[EXERCISE DIRECTIONS] Transcribe the entries exactly. Start at the top, stop after the line with "[ ] a keypoint on each instance of the canal", and omit every picture.

____

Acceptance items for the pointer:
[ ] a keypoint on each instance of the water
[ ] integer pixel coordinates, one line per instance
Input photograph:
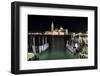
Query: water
(57, 49)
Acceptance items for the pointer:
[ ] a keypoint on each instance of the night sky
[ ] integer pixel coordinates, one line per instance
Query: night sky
(40, 23)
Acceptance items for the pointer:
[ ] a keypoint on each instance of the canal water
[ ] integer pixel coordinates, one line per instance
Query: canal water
(57, 49)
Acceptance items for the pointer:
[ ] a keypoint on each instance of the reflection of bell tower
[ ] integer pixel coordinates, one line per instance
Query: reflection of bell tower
(52, 26)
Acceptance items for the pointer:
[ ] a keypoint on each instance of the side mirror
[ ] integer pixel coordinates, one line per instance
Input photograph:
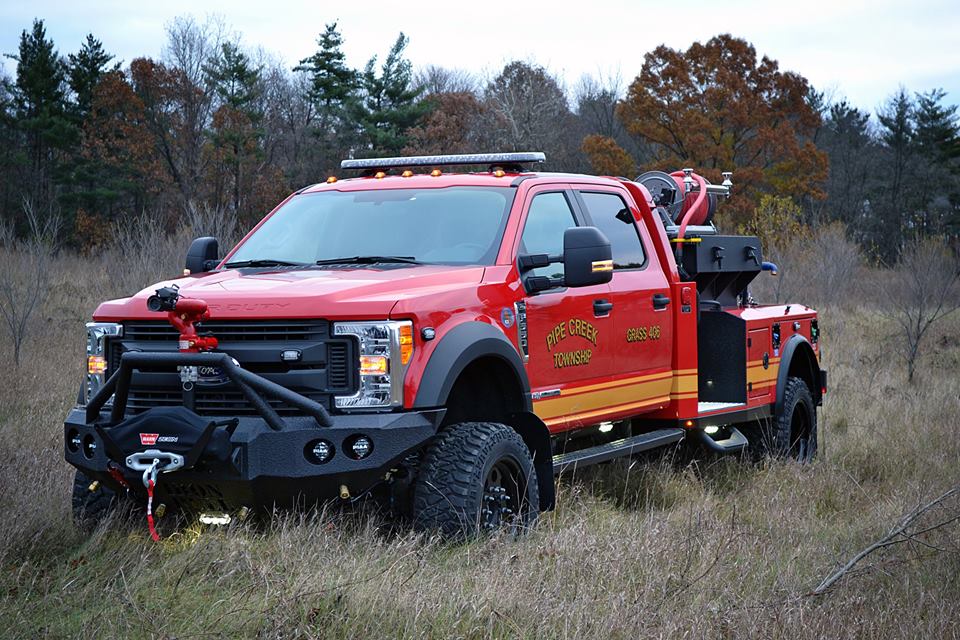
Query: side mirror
(203, 255)
(587, 259)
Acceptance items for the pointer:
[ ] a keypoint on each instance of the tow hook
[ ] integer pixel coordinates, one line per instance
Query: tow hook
(152, 462)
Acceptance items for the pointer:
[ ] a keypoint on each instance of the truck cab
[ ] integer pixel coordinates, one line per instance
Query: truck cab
(451, 339)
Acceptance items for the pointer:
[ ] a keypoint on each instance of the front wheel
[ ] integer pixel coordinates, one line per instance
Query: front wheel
(476, 477)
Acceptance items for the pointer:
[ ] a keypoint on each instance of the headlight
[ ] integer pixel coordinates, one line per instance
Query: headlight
(386, 349)
(97, 334)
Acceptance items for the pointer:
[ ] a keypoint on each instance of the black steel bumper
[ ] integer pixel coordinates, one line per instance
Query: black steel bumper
(270, 461)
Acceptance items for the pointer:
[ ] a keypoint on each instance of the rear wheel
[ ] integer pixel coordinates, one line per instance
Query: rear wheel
(476, 477)
(792, 433)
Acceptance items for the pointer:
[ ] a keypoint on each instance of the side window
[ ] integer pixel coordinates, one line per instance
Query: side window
(549, 216)
(611, 215)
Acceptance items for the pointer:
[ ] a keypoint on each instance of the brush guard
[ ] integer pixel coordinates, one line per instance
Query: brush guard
(250, 384)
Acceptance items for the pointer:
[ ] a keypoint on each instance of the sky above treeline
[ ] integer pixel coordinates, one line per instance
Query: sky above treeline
(854, 49)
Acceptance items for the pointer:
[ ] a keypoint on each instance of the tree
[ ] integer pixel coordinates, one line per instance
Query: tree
(331, 88)
(39, 99)
(85, 69)
(121, 169)
(716, 108)
(922, 289)
(236, 131)
(607, 158)
(451, 126)
(390, 104)
(528, 111)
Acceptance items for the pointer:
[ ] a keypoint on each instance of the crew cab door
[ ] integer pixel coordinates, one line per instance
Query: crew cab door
(570, 330)
(642, 304)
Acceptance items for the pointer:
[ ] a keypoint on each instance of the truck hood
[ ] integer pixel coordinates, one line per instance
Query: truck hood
(336, 293)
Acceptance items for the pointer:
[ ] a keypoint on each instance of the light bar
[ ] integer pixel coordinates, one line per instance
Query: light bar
(446, 161)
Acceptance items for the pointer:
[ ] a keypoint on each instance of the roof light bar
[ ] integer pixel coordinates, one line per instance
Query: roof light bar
(492, 159)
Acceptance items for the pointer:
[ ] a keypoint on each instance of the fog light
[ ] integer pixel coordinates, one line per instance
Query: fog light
(89, 446)
(319, 451)
(361, 447)
(215, 518)
(73, 441)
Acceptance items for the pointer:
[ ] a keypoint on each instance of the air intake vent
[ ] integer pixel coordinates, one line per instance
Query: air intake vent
(338, 370)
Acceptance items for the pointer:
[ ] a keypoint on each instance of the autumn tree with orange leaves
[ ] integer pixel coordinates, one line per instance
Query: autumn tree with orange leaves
(716, 107)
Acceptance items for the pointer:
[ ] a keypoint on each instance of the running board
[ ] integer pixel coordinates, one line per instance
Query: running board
(617, 448)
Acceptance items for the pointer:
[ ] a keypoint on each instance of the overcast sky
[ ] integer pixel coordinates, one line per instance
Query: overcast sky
(861, 50)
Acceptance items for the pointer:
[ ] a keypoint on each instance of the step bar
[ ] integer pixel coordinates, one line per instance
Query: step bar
(616, 449)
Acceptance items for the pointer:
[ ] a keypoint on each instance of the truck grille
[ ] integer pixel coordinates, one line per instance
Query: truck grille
(327, 366)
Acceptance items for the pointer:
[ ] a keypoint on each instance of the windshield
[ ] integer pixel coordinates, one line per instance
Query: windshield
(452, 225)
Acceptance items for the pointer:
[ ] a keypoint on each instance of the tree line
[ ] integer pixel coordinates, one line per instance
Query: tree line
(215, 125)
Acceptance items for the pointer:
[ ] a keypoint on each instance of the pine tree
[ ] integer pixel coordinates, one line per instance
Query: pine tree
(390, 104)
(332, 82)
(40, 106)
(85, 69)
(937, 132)
(236, 134)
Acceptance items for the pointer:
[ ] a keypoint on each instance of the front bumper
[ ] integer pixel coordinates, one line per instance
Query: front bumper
(269, 462)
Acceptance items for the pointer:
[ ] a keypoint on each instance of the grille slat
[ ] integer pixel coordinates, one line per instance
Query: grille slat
(322, 373)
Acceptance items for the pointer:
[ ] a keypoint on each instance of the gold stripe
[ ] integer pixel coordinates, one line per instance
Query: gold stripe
(569, 391)
(605, 400)
(589, 415)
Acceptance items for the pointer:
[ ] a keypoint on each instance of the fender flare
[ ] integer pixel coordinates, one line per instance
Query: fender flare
(458, 348)
(797, 347)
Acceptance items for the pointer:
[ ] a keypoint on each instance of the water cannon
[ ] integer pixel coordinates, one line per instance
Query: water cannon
(183, 314)
(686, 199)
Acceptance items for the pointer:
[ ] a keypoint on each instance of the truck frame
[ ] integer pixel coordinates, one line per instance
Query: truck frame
(543, 322)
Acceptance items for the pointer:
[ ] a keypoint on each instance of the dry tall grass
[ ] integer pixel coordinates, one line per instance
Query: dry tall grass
(643, 548)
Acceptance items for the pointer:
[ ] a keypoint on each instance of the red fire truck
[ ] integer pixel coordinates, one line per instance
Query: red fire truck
(448, 339)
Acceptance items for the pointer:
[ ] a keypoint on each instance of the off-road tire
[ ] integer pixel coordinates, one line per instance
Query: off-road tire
(91, 507)
(452, 492)
(792, 433)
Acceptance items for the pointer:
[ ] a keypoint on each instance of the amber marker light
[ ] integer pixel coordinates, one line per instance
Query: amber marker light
(406, 343)
(373, 365)
(96, 365)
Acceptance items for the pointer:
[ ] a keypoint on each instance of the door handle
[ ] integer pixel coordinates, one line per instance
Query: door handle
(602, 307)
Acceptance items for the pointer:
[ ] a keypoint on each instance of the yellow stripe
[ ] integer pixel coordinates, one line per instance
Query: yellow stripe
(607, 400)
(616, 383)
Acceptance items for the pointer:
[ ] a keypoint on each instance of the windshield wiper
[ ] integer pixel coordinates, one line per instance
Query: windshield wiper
(263, 262)
(370, 260)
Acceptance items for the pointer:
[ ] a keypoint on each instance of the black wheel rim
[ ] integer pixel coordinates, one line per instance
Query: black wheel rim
(503, 489)
(800, 433)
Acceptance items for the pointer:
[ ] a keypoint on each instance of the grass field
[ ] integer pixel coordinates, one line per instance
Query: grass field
(643, 548)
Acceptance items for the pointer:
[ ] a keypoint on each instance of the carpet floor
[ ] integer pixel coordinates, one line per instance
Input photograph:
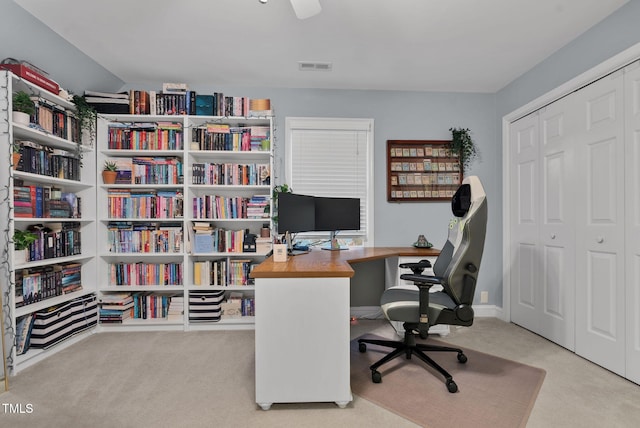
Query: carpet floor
(492, 391)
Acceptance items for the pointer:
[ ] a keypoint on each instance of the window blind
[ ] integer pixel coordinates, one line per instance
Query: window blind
(334, 158)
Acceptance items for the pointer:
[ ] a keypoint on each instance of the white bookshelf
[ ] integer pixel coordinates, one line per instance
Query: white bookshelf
(188, 155)
(84, 188)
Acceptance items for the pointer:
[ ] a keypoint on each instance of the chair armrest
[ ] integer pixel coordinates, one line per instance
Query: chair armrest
(421, 279)
(424, 283)
(418, 267)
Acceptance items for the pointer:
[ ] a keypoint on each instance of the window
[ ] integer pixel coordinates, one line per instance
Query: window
(333, 157)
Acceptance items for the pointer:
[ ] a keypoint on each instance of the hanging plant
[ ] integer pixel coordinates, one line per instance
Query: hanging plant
(87, 121)
(463, 146)
(282, 188)
(87, 116)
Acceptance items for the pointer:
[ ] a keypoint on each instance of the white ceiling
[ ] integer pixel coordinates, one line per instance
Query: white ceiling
(419, 45)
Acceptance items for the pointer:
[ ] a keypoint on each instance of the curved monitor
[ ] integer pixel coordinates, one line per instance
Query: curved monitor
(296, 213)
(333, 214)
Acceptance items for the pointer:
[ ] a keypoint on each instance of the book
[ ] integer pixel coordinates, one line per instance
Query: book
(102, 95)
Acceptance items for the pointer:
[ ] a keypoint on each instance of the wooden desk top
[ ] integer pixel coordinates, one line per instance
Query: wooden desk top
(324, 263)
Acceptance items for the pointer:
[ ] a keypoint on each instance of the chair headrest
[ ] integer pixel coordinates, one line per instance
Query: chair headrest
(461, 201)
(469, 195)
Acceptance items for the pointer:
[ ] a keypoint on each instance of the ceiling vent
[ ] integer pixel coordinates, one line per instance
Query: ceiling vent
(314, 66)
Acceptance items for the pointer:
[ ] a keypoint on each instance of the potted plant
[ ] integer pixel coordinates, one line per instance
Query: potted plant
(109, 172)
(462, 145)
(87, 116)
(22, 239)
(23, 107)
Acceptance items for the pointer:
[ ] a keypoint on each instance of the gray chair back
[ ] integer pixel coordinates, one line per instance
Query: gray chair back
(459, 260)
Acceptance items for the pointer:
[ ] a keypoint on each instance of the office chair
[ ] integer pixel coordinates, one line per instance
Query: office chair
(455, 269)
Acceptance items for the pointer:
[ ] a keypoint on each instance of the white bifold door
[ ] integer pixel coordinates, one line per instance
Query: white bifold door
(542, 227)
(574, 207)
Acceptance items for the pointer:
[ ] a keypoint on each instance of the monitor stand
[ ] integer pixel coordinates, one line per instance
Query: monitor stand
(333, 243)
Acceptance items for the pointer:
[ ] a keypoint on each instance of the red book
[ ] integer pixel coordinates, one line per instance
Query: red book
(32, 76)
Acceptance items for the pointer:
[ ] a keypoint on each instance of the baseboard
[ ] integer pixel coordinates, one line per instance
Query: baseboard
(366, 312)
(374, 312)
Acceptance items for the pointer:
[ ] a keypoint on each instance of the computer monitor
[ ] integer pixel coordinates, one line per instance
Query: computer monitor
(336, 214)
(296, 213)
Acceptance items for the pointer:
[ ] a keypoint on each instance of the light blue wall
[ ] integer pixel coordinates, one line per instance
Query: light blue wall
(397, 115)
(23, 37)
(611, 36)
(606, 39)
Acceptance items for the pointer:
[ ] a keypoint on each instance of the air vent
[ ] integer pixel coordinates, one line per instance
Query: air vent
(314, 66)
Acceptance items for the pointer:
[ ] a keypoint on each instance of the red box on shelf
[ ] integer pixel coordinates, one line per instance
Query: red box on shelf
(32, 76)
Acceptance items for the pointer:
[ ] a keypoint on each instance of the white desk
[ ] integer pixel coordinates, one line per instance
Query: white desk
(302, 325)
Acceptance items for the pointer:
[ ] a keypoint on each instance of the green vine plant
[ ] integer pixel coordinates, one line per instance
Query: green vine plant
(463, 146)
(87, 116)
(281, 188)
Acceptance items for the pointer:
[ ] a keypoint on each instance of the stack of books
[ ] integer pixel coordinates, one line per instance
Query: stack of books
(115, 308)
(108, 103)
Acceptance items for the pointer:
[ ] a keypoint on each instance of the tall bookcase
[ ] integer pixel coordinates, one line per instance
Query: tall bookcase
(49, 192)
(171, 229)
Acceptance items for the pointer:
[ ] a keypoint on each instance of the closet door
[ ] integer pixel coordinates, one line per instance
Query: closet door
(542, 210)
(600, 320)
(556, 289)
(525, 219)
(632, 217)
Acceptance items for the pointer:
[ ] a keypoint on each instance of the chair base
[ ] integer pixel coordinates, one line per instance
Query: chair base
(409, 347)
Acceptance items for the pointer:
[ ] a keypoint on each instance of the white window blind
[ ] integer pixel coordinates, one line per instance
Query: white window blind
(334, 158)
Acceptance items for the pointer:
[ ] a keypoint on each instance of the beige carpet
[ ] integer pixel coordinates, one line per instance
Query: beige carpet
(492, 391)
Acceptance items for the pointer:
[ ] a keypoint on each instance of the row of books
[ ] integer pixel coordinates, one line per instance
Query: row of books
(146, 136)
(181, 101)
(230, 174)
(38, 201)
(43, 160)
(149, 170)
(145, 204)
(218, 240)
(55, 240)
(229, 207)
(210, 272)
(116, 308)
(56, 120)
(44, 282)
(230, 138)
(127, 237)
(142, 273)
(187, 102)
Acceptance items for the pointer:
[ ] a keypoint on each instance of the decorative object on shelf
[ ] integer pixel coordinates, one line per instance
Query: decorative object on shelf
(462, 145)
(21, 241)
(16, 155)
(109, 172)
(281, 188)
(23, 108)
(422, 170)
(87, 116)
(422, 242)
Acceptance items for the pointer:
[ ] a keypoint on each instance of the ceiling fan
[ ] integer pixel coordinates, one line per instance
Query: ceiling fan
(303, 8)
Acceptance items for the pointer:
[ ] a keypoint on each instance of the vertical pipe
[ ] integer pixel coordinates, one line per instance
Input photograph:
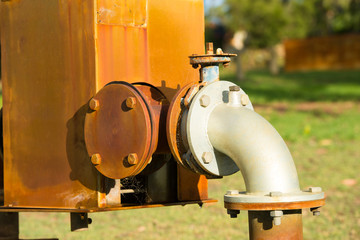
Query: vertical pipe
(261, 226)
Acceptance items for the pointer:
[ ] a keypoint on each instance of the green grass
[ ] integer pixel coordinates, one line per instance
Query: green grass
(300, 86)
(318, 115)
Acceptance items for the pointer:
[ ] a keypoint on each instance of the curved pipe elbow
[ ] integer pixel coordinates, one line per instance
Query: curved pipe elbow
(255, 146)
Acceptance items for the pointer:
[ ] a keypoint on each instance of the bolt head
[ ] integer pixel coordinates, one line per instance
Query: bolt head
(207, 157)
(277, 221)
(94, 104)
(275, 194)
(96, 159)
(316, 213)
(245, 99)
(205, 101)
(234, 88)
(131, 102)
(219, 51)
(315, 189)
(276, 213)
(232, 192)
(133, 159)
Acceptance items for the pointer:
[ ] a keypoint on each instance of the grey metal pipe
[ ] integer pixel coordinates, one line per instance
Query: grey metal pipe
(255, 146)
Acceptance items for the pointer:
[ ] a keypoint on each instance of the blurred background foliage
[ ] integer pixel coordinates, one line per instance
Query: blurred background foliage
(266, 24)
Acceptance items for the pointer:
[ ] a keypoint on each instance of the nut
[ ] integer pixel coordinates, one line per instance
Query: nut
(277, 214)
(94, 104)
(96, 159)
(315, 189)
(205, 101)
(131, 102)
(133, 159)
(244, 99)
(232, 192)
(233, 213)
(275, 194)
(219, 51)
(234, 88)
(316, 213)
(206, 157)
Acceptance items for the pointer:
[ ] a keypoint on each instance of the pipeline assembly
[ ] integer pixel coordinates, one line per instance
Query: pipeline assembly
(112, 105)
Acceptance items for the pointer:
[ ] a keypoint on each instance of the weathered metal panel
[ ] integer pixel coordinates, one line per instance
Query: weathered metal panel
(56, 55)
(155, 52)
(48, 77)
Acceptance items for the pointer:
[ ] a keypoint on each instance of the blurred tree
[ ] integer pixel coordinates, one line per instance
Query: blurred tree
(269, 22)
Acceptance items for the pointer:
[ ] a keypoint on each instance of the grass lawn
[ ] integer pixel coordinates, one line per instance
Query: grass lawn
(318, 115)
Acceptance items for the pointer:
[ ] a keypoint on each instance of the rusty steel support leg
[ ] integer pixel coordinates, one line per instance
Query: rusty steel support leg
(261, 226)
(9, 225)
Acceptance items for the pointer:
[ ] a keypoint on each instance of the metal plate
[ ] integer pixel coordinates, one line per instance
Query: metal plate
(196, 128)
(115, 130)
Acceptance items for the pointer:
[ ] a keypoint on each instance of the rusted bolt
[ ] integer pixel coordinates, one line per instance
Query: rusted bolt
(234, 88)
(244, 99)
(233, 213)
(226, 65)
(232, 192)
(206, 157)
(96, 159)
(205, 101)
(94, 104)
(316, 213)
(275, 194)
(315, 189)
(209, 48)
(131, 102)
(133, 159)
(277, 214)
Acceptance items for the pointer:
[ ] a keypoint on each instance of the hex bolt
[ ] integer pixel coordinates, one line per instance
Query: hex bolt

____

[COMPLETED EXERCISE]
Acceptance items for the pointer:
[ ] a keypoint on each instance of the water
[ ] integer pixel coordinates, one line per instance
Input photograph:
Query: water
(57, 49)
Acceptance items for the pointer:
[ ] a keypoint on each instance of the night sky
[ ] integer pixel coordinates, one line per instance
Query: night sky
(40, 23)
Acceptance items for the pointer:
[ ] a keypoint on each instance of the canal water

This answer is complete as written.